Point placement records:
_____
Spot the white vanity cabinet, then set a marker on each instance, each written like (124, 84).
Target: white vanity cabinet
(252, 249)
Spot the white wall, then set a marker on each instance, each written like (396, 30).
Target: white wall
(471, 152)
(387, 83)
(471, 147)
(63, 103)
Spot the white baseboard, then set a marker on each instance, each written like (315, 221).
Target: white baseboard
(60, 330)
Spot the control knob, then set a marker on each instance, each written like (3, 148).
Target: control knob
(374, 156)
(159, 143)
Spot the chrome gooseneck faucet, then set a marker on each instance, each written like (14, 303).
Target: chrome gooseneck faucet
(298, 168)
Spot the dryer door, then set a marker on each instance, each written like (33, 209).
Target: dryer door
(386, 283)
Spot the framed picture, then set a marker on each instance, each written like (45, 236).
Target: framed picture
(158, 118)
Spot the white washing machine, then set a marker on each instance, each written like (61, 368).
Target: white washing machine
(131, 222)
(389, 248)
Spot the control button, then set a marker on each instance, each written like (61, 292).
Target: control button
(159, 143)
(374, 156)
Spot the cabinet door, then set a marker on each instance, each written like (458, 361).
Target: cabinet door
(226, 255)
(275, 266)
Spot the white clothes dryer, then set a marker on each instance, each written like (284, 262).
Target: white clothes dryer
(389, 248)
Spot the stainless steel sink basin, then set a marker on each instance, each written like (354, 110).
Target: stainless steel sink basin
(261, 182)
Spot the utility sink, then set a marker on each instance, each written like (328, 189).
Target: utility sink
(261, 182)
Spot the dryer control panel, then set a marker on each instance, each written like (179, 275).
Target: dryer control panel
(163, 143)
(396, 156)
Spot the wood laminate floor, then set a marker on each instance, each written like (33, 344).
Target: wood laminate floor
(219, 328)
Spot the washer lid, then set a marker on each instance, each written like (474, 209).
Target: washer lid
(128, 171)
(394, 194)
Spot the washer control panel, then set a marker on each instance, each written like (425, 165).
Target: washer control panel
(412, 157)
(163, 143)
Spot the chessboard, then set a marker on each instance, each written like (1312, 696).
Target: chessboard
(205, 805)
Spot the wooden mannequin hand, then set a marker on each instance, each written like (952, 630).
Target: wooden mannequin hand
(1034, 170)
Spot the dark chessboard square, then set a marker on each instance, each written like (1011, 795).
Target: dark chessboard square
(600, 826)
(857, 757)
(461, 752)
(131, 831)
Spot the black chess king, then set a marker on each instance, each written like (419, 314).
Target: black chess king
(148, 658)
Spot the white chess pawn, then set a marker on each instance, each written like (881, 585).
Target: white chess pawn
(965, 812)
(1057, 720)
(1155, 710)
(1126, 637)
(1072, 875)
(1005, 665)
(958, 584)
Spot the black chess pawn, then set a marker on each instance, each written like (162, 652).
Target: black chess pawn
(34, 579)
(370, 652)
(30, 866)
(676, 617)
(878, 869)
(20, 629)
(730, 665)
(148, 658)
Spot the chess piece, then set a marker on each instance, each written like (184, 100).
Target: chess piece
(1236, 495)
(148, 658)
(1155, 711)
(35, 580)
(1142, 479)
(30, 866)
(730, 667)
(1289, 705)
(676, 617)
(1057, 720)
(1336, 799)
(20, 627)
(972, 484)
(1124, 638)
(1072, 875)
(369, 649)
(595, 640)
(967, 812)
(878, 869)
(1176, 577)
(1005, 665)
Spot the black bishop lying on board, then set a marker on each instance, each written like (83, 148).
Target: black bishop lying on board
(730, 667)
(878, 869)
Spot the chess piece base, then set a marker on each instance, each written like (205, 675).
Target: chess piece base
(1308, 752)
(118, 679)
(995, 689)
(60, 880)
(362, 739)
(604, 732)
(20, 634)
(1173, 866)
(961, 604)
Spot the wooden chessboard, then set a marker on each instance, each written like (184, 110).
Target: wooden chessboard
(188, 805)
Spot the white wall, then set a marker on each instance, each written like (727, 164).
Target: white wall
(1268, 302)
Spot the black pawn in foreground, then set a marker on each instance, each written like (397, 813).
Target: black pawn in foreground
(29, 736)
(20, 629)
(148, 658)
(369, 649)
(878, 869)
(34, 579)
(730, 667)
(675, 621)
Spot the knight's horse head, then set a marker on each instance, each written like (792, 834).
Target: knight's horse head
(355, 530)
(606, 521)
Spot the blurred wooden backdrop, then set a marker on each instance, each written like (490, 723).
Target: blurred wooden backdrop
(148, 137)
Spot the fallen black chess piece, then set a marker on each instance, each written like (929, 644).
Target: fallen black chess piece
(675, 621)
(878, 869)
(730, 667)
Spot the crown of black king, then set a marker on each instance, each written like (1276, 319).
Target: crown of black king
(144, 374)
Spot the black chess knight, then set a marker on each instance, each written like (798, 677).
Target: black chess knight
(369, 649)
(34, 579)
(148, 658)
_____
Instruction
Copy all the entries verbatim.

Exercise output
Spot the white vanity cabinet, then set a marker on each instance, each written like (124, 84).
Target: white vanity cabinet
(252, 249)
Spot the white wall, then set a marker on each instance, each written like (396, 30).
Target: white wall
(471, 152)
(387, 83)
(471, 147)
(63, 103)
Spot the white baseboard, then set a marker on each instance, each written like (315, 221).
Target: white baseboard
(60, 330)
Spot the control knob, then set a marker on each instance, each written like (3, 148).
Target: control knob
(374, 156)
(159, 143)
Spot the chrome gooseneck faucet, then set a marker on each instance, each written like (14, 303).
Target: chrome gooseneck faucet
(298, 168)
Spot the dryer door, then set a marker on each instance, each written like (33, 209).
Target: dryer door
(386, 283)
Spot the framed picture, then set a marker on each instance, each written like (45, 236).
Target: framed picture
(158, 118)
Spot the white washing machine, then set a marker on each instance, each written like (61, 368).
Target: white washing machine
(131, 222)
(389, 248)
Spot the control button, then set a marker on each instance, each written like (61, 292).
Target: control button
(159, 143)
(374, 156)
Spot the cabinet door, then set a marker on each instance, each written like (458, 361).
Target: cabinet door
(226, 255)
(275, 266)
Spot the white clothes dryer, then set a marker on each instance, each written like (284, 262).
Target: white clothes dryer
(389, 248)
Spot the stainless steel sink basin, then set a marker on each instance, each written like (354, 110).
Target: stainless steel sink basin
(261, 182)
Spot the utility sink, then set a marker on each instance, each written like (328, 189).
Target: utility sink
(261, 182)
Spot the dryer control panel, then set a marker on each instance, each written like (179, 275).
Target: dryer control panel
(163, 143)
(396, 156)
Spot the wood laminate floor, then set a marker on each instance, each written like (33, 344).
Target: wood laminate floor
(219, 328)
Spot the washer lid, then set a marker on each instance, each written like (474, 209).
Target: washer lid
(128, 171)
(394, 194)
Spot the washer control panel, then set a marker on each instance, each written like (425, 165).
Target: washer control panel
(412, 157)
(163, 143)
Spot the chessboard, then set a marker on each instance, each written like (1312, 696).
Target: chessboard
(205, 805)
Spot the wooden mannequin hand, then set a marker on each instance, each written like (952, 630).
Target: wooden mannequin hand
(1034, 170)
Spot the dark chessboard square, then set a marker on each instance, each written like (1011, 795).
Target: dark chessboard square
(600, 826)
(857, 757)
(461, 752)
(131, 831)
Spot the black chess king, then set a marker on each instance, each written like (419, 314).
Target: black chess king
(148, 658)
Spot the white chess pawn, then set a marker on each instance, each written like (881, 585).
Target: white chess pawn
(965, 812)
(1057, 720)
(1155, 710)
(1126, 637)
(1072, 875)
(1005, 665)
(958, 584)
Spot the black chess pawn, then set a marker on each instance, each written like (162, 652).
Target: black chess pawn
(34, 579)
(370, 652)
(30, 866)
(676, 617)
(878, 869)
(20, 629)
(730, 665)
(148, 658)
Spot the chess piece, then set a marker on each instance, each written like (184, 100).
Target: chess piece
(1236, 495)
(148, 658)
(1155, 711)
(35, 580)
(1142, 479)
(30, 866)
(730, 667)
(1289, 705)
(676, 617)
(1057, 720)
(1336, 799)
(20, 627)
(972, 484)
(1124, 638)
(1072, 875)
(369, 649)
(595, 640)
(967, 812)
(878, 869)
(1176, 577)
(1005, 665)
Spot the black bishop lying on board, then set a marker on each instance, each written like (83, 148).
Target: black bishop lying on board
(730, 667)
(878, 869)
Spot the chess piece base, then set a marker on each instance, each written like (205, 675).
Target: chess piece base
(1308, 752)
(118, 679)
(995, 689)
(60, 880)
(362, 739)
(604, 732)
(20, 634)
(1173, 866)
(961, 604)
Spot the wooden chessboard, then set a marker on each instance, each written like (184, 110).
Target: wooden chessboard
(188, 805)
Spot the white wall, then set a marker on each instance, each written like (727, 164).
Target: white wall
(1268, 302)
Spot the black pawn in foreground, then set a marker on each instance, each written like (397, 813).
Target: black pawn in foreground
(29, 736)
(20, 629)
(148, 658)
(369, 649)
(878, 869)
(34, 579)
(730, 667)
(675, 621)
Spot the knight's horse head, then set a marker on each instance, each written like (792, 834).
Target: knight's horse head
(355, 530)
(606, 521)
Spot the blurred wooden backdrop, then set a marker on each instance, each written like (490, 723).
Target: blurred wooden backdrop
(148, 137)
Spot the fallen black chess piece, then set a marker on each instance, each written like (929, 644).
Target: fallen black chess piece
(675, 621)
(878, 869)
(730, 667)
Spot the crown of black king, then set a marker on each instance, each written like (1276, 319).
Target: crown of black king
(144, 374)
Spot the black chess knight, then set a marker on each instance, each written like (798, 677).
Target: black chess knight
(369, 649)
(34, 579)
(148, 658)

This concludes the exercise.